## EXTRAIT CHOISI
┌────────

Madame UWAMAHORO vivait à NYAGACYAMA, dans le secteur de NKUBI, à environ 1h de marche de la commune de NGOMA. En 1993, elle connaissait déjà Eugène RWAMUCYO, car elle se rendait avec sa mère « à la Santé » (NDR. Au CUSP[1] de BUTARE) pour se faire soigner une maladie de peau. Sa mère avait des rendez-vous avec RWAMUCYO concernant le Planning familial. Elle le reconnaît sans hésitation dans la salle d’audience.

En 1994, madame UWUMAHORO était âgée de seulement 13 ans. Après le 20 avril et le début du génocide dans la préfecture de BUTARE, sa famille se sépare. Une partie se rend à KABAKOBWA (secteur de NKUBI). Une autre, dont elle fait partie, va au couvent des religieux de RANGO des frères Don Bosco (secteur de TUMBA). S’y trouvent beaucoup de réfugiés Tutsi de TUMBA.

└────────

Rédigez la suite du témoignage sur le génocide dans la préfecture de BUTARE, en partant de sa dernière phrase. Les lignes ci-après n'ont aucun lien avec le témoignage.

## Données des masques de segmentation

┌────────

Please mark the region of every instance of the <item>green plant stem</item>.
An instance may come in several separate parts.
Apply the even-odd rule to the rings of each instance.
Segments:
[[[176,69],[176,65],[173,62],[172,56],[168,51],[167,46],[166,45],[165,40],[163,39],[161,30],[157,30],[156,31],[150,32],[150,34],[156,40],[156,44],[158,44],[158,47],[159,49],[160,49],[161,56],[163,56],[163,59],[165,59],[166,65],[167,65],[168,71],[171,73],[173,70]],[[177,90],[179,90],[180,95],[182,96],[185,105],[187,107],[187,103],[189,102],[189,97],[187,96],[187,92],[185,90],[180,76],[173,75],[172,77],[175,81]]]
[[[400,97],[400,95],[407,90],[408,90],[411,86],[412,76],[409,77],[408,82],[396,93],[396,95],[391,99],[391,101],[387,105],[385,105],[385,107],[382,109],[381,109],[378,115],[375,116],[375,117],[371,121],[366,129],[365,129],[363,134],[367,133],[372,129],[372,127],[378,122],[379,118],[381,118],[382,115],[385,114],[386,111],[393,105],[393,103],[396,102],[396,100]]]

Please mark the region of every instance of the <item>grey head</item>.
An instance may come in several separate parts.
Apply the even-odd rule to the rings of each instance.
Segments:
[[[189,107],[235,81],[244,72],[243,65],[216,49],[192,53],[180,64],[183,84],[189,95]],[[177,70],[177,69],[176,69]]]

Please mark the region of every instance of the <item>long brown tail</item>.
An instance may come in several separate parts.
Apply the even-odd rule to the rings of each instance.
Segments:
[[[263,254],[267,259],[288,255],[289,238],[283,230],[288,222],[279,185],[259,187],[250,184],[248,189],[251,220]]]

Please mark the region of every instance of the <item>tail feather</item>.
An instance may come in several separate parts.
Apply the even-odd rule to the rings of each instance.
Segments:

└────────
┌────────

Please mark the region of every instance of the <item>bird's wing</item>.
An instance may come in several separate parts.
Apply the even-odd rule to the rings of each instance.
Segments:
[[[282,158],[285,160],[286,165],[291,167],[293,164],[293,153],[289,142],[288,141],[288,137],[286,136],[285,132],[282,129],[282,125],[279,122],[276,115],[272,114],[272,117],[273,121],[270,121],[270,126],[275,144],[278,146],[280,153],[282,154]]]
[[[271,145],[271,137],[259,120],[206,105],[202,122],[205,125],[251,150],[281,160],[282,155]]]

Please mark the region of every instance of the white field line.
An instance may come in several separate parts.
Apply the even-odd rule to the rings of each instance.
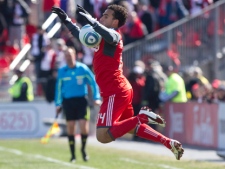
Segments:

└────────
┌────────

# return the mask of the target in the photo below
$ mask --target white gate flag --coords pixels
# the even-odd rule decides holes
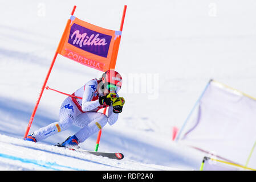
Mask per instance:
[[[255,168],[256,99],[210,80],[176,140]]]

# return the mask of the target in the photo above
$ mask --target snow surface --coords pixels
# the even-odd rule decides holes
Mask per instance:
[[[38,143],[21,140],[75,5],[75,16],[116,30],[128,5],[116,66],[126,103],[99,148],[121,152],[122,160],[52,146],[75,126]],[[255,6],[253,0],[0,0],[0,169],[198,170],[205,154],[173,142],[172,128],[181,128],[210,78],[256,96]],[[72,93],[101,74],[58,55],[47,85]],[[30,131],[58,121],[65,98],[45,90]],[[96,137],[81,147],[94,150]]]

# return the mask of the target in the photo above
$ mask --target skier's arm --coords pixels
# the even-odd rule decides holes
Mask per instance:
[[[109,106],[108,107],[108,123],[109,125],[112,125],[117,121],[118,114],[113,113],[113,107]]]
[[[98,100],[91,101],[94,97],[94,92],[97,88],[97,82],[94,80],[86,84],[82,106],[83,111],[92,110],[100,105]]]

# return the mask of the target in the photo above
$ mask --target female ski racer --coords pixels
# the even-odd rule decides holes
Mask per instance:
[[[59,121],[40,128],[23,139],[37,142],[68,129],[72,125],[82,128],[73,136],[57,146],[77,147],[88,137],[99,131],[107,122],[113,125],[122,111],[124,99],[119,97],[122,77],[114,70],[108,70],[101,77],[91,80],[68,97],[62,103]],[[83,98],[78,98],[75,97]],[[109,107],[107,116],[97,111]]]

└────────

## RÉPONSE ATTENDUE
Le lendemain, à partir de 15h, une attaque est déclenchée, d’abord avec des armes à feu. Deux de ses frères sont tués (NDR. Ce sont ses cousins paternels). Elle passe la nuit au milieu des cadavres. Elle retrouve la seule survivante de sa famille, sa sœur Claudine MUKAMUGAGA (NDR. Elle aussi est sa cousine germaine du côté de son oncle paternel). Devant le couvent Don Bosco, arrivent deux bus transportant des militaires de l’ESO[2], suivis d’un pick-up (voiture tout terrain à double cabine) avec à son bord des interahamwe[3] et Eugène RWAMUCYO. Les miliciens s’emparent de Claudine, car ils recherchent des jeunes filles. Cinq jeunes femmes sont ainsi enlevées, dont Claudine. Les miliciens les ont très probablement violées, car « c’est comme ça qu’ils procédaient ». Pour justifier cet enlèvement, RWAMUCYO dit qu’ils emmènent ces jeunes filles pour les soigner et qu’il les ramènera. Insistant pour suivre sa cousine, madame UWAMAHORO est écartée par RWAMUCYO, qui rétorque qu’elle n’est encore qu’un enfant. Elle ne reverra jamais sa cousine.

Fuyant le couvent, elle passe par MUKONI, TUMBA et l’UNR[4]. Elle se retrouve bloquée à une barrière, située à côté de la maison de Pauline NYIRAMASUHUKO et de l’église anglicane rwandaise (EAR). S’y trouvent beaucoup de Tutsi, femmes et enfants.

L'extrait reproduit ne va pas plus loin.